__Given information__.

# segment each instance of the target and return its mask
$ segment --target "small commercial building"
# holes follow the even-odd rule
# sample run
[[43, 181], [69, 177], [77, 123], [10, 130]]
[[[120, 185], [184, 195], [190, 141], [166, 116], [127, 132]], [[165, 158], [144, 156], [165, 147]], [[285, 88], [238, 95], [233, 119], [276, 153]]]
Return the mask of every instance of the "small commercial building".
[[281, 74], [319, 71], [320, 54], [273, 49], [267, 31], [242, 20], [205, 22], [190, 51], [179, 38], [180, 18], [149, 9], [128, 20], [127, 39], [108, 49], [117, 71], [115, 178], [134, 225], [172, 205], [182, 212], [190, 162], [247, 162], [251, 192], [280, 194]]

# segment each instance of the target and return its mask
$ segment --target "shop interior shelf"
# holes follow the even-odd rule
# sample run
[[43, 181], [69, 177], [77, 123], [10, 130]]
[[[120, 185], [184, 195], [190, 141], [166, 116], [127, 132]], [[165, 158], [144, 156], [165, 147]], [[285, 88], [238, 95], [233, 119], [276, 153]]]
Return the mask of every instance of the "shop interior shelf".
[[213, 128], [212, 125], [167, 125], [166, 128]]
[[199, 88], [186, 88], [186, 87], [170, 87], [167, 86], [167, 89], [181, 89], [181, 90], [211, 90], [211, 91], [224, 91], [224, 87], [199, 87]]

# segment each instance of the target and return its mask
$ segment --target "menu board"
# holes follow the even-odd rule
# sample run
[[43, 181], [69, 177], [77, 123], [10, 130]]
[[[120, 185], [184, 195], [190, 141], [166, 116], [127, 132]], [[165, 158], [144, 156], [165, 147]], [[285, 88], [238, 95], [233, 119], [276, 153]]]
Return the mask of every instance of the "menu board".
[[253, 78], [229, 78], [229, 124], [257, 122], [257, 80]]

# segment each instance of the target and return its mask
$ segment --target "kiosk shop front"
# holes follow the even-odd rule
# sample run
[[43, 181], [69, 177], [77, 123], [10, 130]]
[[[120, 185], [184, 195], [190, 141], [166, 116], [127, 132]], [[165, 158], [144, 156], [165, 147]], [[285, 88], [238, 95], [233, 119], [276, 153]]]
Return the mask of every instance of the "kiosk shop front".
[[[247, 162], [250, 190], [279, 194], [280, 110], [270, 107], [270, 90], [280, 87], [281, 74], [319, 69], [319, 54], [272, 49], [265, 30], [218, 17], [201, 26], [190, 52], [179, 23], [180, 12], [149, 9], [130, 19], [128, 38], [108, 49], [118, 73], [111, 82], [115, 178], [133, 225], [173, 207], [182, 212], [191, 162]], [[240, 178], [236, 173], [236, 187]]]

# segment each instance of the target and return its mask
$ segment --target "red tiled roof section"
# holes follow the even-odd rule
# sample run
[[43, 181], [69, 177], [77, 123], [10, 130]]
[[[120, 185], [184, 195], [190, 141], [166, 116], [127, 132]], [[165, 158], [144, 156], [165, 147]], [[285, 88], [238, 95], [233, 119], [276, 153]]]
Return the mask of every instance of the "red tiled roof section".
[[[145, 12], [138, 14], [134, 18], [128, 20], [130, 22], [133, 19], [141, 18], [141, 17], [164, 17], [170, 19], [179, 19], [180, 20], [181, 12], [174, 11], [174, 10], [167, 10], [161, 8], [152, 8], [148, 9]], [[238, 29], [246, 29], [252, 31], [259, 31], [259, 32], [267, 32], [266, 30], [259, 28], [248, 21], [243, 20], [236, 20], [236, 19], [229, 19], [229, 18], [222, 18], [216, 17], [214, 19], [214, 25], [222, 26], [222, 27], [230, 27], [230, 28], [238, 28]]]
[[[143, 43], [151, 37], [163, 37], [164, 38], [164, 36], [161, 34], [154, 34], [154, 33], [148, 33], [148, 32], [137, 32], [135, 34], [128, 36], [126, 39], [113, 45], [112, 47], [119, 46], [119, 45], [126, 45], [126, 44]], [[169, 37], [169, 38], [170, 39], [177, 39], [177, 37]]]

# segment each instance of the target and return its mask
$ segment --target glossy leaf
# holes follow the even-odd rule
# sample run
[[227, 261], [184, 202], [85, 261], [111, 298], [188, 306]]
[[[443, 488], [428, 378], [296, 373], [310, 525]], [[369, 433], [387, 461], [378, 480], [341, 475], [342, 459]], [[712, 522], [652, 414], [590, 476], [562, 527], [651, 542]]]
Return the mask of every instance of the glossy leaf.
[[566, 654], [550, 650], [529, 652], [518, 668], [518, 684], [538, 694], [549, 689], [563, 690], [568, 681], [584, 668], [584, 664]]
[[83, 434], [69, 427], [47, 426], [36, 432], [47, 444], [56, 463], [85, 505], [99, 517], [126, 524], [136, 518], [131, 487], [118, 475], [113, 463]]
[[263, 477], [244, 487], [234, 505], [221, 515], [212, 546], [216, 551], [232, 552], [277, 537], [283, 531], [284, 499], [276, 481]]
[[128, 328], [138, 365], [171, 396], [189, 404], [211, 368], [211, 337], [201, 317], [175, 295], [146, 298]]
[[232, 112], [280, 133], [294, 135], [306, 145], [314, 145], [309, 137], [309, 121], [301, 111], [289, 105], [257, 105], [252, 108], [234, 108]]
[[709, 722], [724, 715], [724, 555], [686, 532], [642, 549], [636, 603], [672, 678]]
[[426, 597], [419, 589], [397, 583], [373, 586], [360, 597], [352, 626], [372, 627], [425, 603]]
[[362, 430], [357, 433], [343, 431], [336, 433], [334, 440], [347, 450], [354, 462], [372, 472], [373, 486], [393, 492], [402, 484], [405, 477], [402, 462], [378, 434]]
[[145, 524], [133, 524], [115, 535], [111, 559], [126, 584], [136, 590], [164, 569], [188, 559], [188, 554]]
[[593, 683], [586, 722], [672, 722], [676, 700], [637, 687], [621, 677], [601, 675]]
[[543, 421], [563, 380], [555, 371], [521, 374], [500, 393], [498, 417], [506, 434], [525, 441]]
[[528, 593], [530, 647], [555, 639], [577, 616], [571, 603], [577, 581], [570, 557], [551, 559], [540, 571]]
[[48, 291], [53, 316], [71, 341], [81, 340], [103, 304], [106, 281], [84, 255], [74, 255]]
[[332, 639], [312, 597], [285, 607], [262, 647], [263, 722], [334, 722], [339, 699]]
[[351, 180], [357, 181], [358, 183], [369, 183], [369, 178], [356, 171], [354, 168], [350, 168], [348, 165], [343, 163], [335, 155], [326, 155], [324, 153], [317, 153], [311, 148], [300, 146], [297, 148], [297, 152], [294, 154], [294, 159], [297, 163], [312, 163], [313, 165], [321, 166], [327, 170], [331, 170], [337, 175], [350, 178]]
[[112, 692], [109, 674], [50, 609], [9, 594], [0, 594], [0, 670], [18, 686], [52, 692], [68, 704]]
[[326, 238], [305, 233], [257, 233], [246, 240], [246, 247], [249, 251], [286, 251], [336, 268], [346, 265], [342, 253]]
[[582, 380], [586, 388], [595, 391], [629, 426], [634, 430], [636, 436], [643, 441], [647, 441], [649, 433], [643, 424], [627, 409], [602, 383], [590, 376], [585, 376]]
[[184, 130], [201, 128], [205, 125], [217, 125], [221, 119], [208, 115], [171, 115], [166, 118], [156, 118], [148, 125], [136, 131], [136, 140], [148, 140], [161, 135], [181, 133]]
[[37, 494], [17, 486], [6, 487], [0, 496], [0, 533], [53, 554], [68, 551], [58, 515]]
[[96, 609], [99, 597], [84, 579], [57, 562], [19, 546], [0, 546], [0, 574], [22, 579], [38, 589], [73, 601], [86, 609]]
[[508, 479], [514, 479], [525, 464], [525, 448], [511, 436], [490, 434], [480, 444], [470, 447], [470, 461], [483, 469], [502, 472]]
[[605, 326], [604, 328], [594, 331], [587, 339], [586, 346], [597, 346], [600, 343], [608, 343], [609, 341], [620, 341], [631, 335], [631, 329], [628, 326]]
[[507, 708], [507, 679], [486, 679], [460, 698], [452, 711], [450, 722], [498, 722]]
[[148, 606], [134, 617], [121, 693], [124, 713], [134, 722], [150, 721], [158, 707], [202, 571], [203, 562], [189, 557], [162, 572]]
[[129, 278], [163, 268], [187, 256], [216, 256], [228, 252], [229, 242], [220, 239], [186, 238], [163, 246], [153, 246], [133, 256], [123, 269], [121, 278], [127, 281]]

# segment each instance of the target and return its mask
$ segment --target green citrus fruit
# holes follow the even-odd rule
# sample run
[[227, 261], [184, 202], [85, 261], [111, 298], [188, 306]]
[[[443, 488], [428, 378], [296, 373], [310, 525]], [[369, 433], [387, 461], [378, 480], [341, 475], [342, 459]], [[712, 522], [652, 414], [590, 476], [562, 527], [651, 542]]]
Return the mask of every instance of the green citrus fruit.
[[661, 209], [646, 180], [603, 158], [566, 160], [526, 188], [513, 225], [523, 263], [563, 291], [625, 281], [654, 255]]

__Brief__.
Please transcribe only the portion of the material that starts at the line containing "--target green citrus fruit" and runs through its last line, inclusive, exactly as given.

__Solved exercise__.
$ segment --target green citrus fruit
# holes follow the even-odd rule
# sample run
[[227, 261], [184, 202], [85, 261], [111, 298], [188, 306]]
[[[443, 488], [428, 378], [296, 373], [310, 525]], [[369, 433], [387, 461], [378, 480], [341, 475], [342, 459]], [[712, 522], [652, 414], [590, 476], [562, 527], [651, 542]]]
Return the mask of every instance of the green citrus fruit.
[[661, 209], [646, 180], [603, 158], [566, 160], [526, 188], [513, 225], [523, 263], [563, 291], [625, 281], [654, 255]]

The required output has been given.